__Work instruction 1__
Which files appear in the project structure of the article on monitoring LLM API calls?
__Work instruction 2__
In the article on monitoring LLM API calls, how long can an LLM call take?
__Work instruction 3__
Pick up the article on monitoring LLM API calls from its last line and continue it.

───── Reading text

Difficulty

Intermediate

Read Time

11 min

Monitoring LLM API Calls in Python: Latency, Token Usage, and Cost Tracking With OpenTelemetry

By Codcompass Team·2026-05-11·11 min read

LLM API calls are unlike any other external dependency in your Python application.

A database query takes milliseconds. A Redis call takes microseconds. An LLM call takes anywhere from half a second to thirty seconds, consumes a variable number of tokens on every invocation, costs real money on every request, and can fail in ways that have nothing to do with network connectivity — token limits, content filters, model refusals, context window exhaustion.

Standard application monitoring was not built for this. Your existing latency dashboards will show LLM calls as outliers. Your error rate alerts will fire on model refusals that aren't actually errors. Your cost monitoring won't exist at all unless you build it.

This article builds it. We'll instrument LLM API calls in Python with OpenTelemetry — capturing latency, token consumption, estimated cost, and finish reasons as structured telemetry that you can query, dashboard, and alert on.

The Monitoring Gap in LLM Applications

When you add an LLM to a Python application, you typically get visibility into two things: whether the call succeeded, and how long it took. Everything else — how many tokens it consumed, what the model decided to do, how much it cost, whether it hit a limit — is invisible unless you instrument it explicitly.

This creates real operational problems:

A feature that works in testing starts timing out in production because prompts grew longer than expected and token counts climbed
Costs spike unexpectedly because one endpoint is generating unusually long completions
Users report bad responses but you can't tell whether the model refused, truncated, or hallucinated because finish_reason is never captured
You can't tell which of your ten LLM-powered features is responsible for 80% of your API spend

Structured telemetry on LLM calls fixes all of these. Let's build it.

Prerequisites

Python 3.10+
An OpenAI or Anthropic API key
A running OpenTelemetry Collector or observability backend

Installing Dependencies

pip install opentelemetry-sdk
pip install opentelemetry-api
pip install opentelemetry-exporter-otlp-proto-grpc
pip install openai
pip install anthropic
pip install fastapi uvicorn

Enter fullscreen mode Exit fullscreen mode

Project Structure

llm-monitoring/
├── tracing.py          # OpenTelemetry setup
├── llm_tracer.py       # LLM instrumentation layer
├── cost_estimator.py   # Token cost calculation
├── main.py             # FastAPI application
└── services.py         # LLM-powered features

Enter fullscreen mode Exit fullscreen mode

Step 1: OpenTelemetry Setup

tracing.py

import os
from opentelemetry import trace
from opentelemetry.sdk.trace import TracerProvider
from opentelemetry.sdk.trace.export import BatchSpanProcessor
from opentelemetry.exporter.otlp.proto.grpc.trace_exporter import OTLPSpanExporter
from opentelemetry.sdk.resources import Resource, SERVICE_NAME


def init_tracer(service_name: str) -> trace.Tracer:
    resource = Resource.create({
        SERVICE_NAME: service_name,
        "service.version": "1.0.0",
    })

──────────
───── Records shown

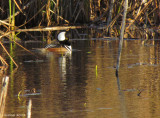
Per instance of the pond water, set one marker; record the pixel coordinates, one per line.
(83, 84)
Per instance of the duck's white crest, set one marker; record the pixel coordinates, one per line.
(61, 36)
(69, 48)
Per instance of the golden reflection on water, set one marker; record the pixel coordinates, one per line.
(83, 84)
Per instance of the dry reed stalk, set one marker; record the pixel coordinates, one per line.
(48, 13)
(121, 36)
(4, 89)
(17, 5)
(18, 12)
(32, 17)
(139, 14)
(110, 12)
(3, 61)
(59, 16)
(8, 54)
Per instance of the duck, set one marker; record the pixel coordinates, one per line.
(64, 44)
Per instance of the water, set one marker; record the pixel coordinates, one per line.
(83, 84)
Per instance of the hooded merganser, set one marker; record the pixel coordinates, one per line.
(64, 44)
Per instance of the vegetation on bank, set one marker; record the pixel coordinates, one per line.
(49, 13)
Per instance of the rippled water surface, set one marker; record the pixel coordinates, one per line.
(83, 84)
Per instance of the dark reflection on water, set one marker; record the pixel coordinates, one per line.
(69, 85)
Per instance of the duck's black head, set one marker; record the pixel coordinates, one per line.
(63, 41)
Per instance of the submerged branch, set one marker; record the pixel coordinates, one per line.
(51, 28)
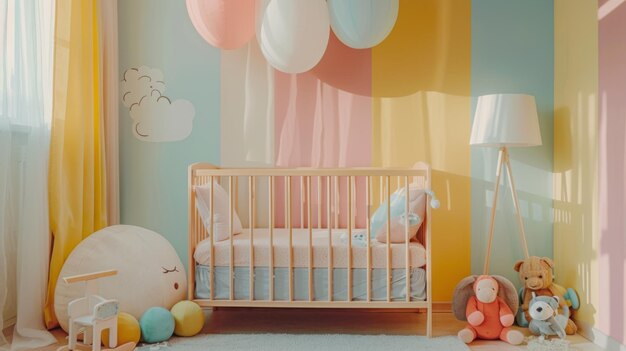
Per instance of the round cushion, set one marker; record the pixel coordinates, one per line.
(157, 324)
(188, 317)
(149, 271)
(127, 330)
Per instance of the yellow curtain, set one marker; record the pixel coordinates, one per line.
(76, 179)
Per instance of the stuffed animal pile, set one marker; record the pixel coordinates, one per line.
(536, 275)
(545, 319)
(488, 303)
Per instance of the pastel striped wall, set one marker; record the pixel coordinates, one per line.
(406, 100)
(421, 84)
(512, 52)
(153, 179)
(612, 164)
(576, 226)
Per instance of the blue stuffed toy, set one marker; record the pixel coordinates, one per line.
(545, 319)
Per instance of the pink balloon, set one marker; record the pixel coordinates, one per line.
(346, 68)
(226, 24)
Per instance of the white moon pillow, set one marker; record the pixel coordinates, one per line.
(221, 213)
(150, 272)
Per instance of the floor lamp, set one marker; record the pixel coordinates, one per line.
(503, 121)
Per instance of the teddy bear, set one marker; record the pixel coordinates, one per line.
(536, 275)
(488, 315)
(545, 320)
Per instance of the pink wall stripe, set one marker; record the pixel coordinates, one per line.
(320, 121)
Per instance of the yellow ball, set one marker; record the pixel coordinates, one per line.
(188, 318)
(127, 330)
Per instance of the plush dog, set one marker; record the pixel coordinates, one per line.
(488, 315)
(545, 320)
(536, 275)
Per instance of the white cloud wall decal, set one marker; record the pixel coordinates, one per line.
(156, 117)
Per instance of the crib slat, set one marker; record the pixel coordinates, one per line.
(337, 204)
(330, 241)
(369, 235)
(309, 222)
(286, 199)
(406, 239)
(302, 200)
(388, 188)
(230, 235)
(349, 219)
(271, 229)
(319, 202)
(251, 200)
(212, 241)
(289, 217)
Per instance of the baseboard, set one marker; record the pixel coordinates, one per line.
(599, 338)
(8, 323)
(442, 307)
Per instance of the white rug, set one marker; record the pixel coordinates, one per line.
(308, 342)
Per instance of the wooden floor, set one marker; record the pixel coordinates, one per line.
(233, 321)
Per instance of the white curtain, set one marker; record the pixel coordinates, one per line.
(26, 37)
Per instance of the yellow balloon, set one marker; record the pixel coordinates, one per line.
(188, 317)
(127, 330)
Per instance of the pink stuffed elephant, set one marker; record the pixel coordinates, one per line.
(488, 315)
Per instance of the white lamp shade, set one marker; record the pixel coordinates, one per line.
(506, 120)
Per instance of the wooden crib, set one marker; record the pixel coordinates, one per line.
(302, 205)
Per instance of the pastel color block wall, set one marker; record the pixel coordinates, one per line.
(421, 84)
(612, 168)
(512, 52)
(576, 226)
(153, 179)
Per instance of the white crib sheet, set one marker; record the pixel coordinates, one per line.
(241, 243)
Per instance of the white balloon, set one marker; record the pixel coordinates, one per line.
(294, 34)
(362, 24)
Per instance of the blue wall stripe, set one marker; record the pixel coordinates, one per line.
(513, 52)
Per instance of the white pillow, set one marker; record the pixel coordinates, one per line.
(417, 211)
(221, 223)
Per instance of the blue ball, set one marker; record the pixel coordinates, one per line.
(157, 324)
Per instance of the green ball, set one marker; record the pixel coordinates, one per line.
(157, 324)
(188, 317)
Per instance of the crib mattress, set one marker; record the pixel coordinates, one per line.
(241, 243)
(301, 290)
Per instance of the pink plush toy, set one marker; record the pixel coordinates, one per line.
(488, 315)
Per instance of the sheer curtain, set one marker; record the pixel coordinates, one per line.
(26, 32)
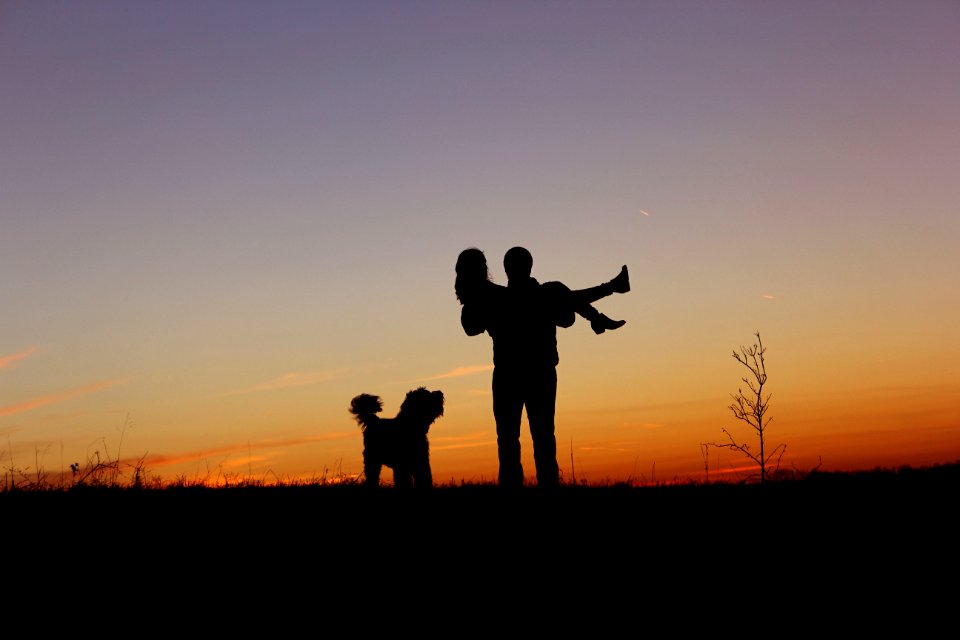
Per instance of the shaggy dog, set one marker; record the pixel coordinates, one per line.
(400, 442)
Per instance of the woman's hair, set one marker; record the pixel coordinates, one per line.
(472, 272)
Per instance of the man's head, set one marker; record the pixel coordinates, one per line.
(518, 263)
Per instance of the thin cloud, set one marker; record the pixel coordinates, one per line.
(459, 372)
(7, 361)
(163, 460)
(294, 379)
(61, 396)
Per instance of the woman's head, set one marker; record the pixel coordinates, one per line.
(472, 271)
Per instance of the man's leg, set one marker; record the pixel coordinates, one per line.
(508, 411)
(541, 412)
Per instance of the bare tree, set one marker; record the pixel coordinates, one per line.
(751, 408)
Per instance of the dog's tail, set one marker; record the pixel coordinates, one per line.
(365, 408)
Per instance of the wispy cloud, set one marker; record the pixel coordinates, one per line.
(61, 396)
(246, 448)
(459, 372)
(294, 379)
(7, 361)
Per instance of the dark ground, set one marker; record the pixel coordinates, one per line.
(821, 544)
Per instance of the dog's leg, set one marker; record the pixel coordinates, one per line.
(371, 470)
(422, 475)
(402, 478)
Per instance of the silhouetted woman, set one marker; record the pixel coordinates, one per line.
(477, 292)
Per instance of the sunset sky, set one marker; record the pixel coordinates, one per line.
(221, 220)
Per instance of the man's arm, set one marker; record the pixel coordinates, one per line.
(472, 320)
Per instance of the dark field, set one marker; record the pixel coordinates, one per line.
(814, 542)
(882, 505)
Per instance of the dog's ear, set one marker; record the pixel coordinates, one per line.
(366, 404)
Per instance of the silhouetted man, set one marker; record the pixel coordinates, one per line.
(523, 325)
(522, 318)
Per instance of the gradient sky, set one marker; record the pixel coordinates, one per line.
(221, 220)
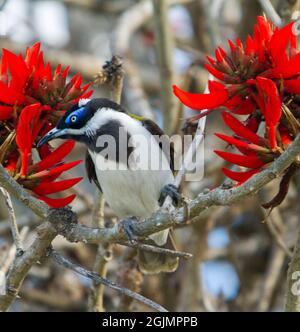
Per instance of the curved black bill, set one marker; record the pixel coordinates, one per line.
(52, 134)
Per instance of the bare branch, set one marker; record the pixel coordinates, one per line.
(164, 51)
(95, 277)
(13, 221)
(159, 250)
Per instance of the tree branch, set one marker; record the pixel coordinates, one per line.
(271, 12)
(293, 291)
(162, 220)
(99, 280)
(164, 53)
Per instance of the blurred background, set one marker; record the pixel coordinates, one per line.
(240, 254)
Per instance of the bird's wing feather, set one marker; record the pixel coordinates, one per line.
(90, 169)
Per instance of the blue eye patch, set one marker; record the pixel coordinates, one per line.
(76, 119)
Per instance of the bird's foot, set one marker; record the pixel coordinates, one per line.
(172, 191)
(128, 226)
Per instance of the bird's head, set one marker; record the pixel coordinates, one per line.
(82, 121)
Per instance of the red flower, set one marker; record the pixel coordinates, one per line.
(261, 80)
(32, 99)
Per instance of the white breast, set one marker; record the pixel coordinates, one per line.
(133, 192)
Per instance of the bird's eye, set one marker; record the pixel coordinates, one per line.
(73, 118)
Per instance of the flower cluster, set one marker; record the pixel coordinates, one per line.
(32, 99)
(259, 80)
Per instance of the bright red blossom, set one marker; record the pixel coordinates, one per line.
(32, 99)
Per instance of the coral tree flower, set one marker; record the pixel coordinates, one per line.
(32, 99)
(260, 80)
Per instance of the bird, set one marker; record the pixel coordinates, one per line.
(134, 179)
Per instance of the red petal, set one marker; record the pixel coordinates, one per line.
(240, 129)
(32, 54)
(55, 187)
(27, 127)
(6, 112)
(245, 161)
(57, 202)
(270, 104)
(287, 69)
(84, 96)
(239, 176)
(9, 95)
(55, 157)
(238, 143)
(219, 75)
(55, 170)
(240, 106)
(201, 101)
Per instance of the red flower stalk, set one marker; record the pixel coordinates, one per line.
(260, 79)
(32, 99)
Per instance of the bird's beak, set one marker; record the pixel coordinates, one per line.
(52, 134)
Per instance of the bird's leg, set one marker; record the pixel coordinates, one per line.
(177, 200)
(127, 225)
(172, 191)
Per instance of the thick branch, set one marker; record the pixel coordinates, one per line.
(162, 220)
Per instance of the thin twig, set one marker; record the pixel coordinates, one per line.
(164, 50)
(278, 237)
(95, 277)
(273, 273)
(13, 221)
(155, 249)
(271, 12)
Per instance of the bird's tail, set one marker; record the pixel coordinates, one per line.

──────────

__Output 1__
tracing.py, llm_tracer.py, cost_estimator.py, main.py, services.py

__Output 2__
Anywhere from half a second to thirty seconds.

__Output 3__
    exporter = OTLPSpanExporter(
        endpoint=os.environ.get("OTEL_EXPORTER_OTLP_ENDPOINT", "localhost:4317"),
        insecure=True,
    )

    provider = TracerProvider(resource=resource)
    provider.add_span_processor(BatchSpanProcessor(exporter))
    trace.set_tracer_provider(provider)

    return trace.get_tracer(service_name)

Enter fullscreen mode Exit fullscreen mode

Step 2: Cost Estimation

Before building the instrumentation layer, we need a way to estimate costs. LLM providers charge per token, with different rates for input and output tokens.

cost_estimator.py

from dataclasses import dataclass
from typing import Optional


@dataclass
class ModelPricing:
    input_cost_per_token: float   # USD per token
    output_cost_per_token: float  # USD per token


# Pricing as of early 2026 — verify against provider pricing pages
# before building cost dashboards on these numbers
MODEL_PRICING: dict[str, ModelPricing] = {
    # OpenAI
    "gpt-4o": ModelPricing(
        input_cost_per_token=0.000005,
        output_cost_per_token=0.000015,
    ),
    "gpt-4o-mini": ModelPricing(
        input_cost_per_token=0.00000015,
        output_cost_per_token=0.0000006,
    ),
    "gpt-3.5-turbo": ModelPricing(
        input_cost_per_token=0.0000005,
        output_cost_per_token=0.0000015,
    ),
    # Anthropic
    "claude-sonnet-4-6": ModelPricing(
        input_cost_per_token=0.000003,
        output_cost_per_token=0.000015,
    ),
    "claude-haiku-4-5": ModelPricing(
        input_cost_per_token=0.00000025,
        output_cost_per_token=0.00000125,
    ),
}


def estimate_cost(
    model: str,
    prompt_tokens: int,
    completion_tokens: int,
) -> Optional[float]:
    """
    Estimate the cost of an LLM call in USD.
    Returns None if the model is not in the pricing table.
    """
    pricing = MODEL_PRICING.get(model)
    if not pricing:
        return None

    input_cost = prompt_tokens * pricing.input_cost_per_token
    output_cost = completion_tokens * pricing.output_cost_per_token
    return round

(input_cost + output_cost, 8)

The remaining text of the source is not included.